Which lines in the records below contain the word "outline"? Copy each one.

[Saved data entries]

_____

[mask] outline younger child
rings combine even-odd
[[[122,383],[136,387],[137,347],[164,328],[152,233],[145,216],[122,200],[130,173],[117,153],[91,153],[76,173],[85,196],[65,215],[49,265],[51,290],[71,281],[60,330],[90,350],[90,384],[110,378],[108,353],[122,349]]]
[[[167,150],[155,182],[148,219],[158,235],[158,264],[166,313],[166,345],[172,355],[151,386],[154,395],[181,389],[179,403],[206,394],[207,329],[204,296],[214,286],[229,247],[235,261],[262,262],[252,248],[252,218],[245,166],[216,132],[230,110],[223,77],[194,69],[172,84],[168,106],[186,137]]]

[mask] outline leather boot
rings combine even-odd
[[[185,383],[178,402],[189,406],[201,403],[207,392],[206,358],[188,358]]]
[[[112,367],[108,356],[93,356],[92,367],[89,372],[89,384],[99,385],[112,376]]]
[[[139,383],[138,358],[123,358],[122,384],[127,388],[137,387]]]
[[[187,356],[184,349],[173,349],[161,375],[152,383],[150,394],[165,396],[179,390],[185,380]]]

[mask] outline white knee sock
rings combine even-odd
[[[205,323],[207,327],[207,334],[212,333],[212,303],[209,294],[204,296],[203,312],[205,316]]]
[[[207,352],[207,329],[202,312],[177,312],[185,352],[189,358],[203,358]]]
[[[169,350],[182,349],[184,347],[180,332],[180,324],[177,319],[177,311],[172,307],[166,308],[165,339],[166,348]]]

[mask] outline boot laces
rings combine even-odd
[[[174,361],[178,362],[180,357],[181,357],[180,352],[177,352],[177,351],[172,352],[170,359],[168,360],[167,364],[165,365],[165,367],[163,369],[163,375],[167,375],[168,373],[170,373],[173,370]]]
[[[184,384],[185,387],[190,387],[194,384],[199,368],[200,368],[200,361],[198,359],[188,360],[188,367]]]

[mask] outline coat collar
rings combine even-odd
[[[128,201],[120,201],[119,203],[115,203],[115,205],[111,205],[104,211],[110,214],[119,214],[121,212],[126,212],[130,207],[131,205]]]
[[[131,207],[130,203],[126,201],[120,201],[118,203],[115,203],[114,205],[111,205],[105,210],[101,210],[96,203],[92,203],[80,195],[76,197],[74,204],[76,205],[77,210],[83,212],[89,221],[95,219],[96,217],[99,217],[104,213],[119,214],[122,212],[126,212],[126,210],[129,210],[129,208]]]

_____

Worked solution
[mask] outline younger child
[mask] outline leather boot
[mask] outline white knee sock
[mask] outline boot laces
[mask] outline coat collar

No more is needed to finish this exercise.